● TEXT BLOCK

>>>>

Event summary combining transcript, slides, and related documents.

Logotype for Empresas Copec S A

Q3 2024 earnings summary

14 Jan, 2026

Executive summary

  • EBITDA reached $760 million (up 27% year-over-year), with net income at $404 million, driven by strong forestry and energy performance and non-recurring asset sales.

  • Consolidated sales were $7,120 million, up 0.5% year-over-year, with major projects including the Sucuriú pulp mill approval, Brazilian forestry asset sale, and new energy infrastructure investments.

  • ESG initiatives advanced with the first green bond issuance and the launch of a sustainable energy subsidiary, targeting 20% of Abastible's EBITDA by 2028.

  • Year-to-date profit attributable to controllers was $920 million, up 403.8% from the same period in 2023, mainly due to higher operating income in forestry and energy.

  • Major acquisitions included Abastible’s €275 million purchase of Gasib in Spain and Portugal.

Financial highlights

  • EBITDA of $760 million, up 27% year-over-year; net income of $404 million, both boosted by non-recurring items.

  • Pulp EBITDA surged 135% year-over-year to $339 million; wood products EBITDA stable at $124 million; Mina Justa EBITDA reached $175 million.

  • Abastible EBITDA increased 25% year-over-year to $60.6 million; Copec EBITDA grew 11% year-over-year to $211.4 million.

  • Adjusted EBITDA for 3Q24 was $1,087 million, up 78.2% year-over-year, mainly due to the sale of forestry assets in Brazil.

  • Net financial debt/EBITDA improved to 2.5x, with total financial debt at $2.2 billion and a well-balanced maturity schedule.

Outlook and guidance

  • Pulp market in China may recover in 4Q24 due to economic measures, with hardwood prices stabilizing at $550-$560/ton and softwood at $770/ton.

  • Europe expected to remain cautious, especially in printing and writing segments.

  • Wood products face short-term oversupply in MDF but a positive trend is expected for 2025.

  • Dividend payout ratio reduced from 40% to 30% for 2024–2026 to support Arauco’s capital needs.

  • Abastible expects its new sustainable energy subsidiary to contribute 20% of EBITDA by 2028.

<<<<

● PROBLEM 1
In the earnings summary, what was the net financial debt to EBITDA ratio?

● RAW DATA
>>>>

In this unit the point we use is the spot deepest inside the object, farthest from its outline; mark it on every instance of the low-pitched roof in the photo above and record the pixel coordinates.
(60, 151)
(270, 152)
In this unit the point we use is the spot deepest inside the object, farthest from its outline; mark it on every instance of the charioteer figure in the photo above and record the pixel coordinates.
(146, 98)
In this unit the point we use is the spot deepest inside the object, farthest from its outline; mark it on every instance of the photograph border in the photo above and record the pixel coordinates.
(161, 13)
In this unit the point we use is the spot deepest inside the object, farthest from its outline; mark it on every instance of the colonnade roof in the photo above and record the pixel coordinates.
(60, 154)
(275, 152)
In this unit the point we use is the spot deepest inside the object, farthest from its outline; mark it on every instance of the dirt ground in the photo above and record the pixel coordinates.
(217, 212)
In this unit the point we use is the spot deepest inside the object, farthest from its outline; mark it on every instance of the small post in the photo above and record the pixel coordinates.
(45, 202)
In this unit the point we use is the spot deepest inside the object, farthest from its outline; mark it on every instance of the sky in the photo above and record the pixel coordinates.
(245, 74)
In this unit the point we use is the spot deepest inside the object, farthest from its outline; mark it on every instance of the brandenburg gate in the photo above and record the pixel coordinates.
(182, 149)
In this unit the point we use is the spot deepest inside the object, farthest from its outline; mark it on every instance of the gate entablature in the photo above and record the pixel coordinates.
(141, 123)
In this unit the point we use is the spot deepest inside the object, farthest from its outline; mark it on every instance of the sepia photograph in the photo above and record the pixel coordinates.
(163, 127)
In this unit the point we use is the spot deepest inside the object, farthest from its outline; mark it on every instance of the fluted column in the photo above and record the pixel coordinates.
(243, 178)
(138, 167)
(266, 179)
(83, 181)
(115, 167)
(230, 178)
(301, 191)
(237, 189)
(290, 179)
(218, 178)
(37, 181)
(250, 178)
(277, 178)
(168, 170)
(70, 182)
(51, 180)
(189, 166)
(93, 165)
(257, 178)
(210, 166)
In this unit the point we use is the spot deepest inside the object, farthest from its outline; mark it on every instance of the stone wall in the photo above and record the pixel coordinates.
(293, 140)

<<<<

● PROBLEM 2
Copy each line of the entries that includes the word "gate".

● TASK RESULT 1
2.5x

● TASK RESULT 2
In this unit the point we use is the spot deepest inside the object, farthest from its outline; mark it on every instance of the brandenburg gate in the photo above and record the pixel coordinates.
In this unit the point we use is the spot deepest inside the object, farthest from its outline; mark it on every instance of the gate entablature in the photo above and record the pixel coordinates.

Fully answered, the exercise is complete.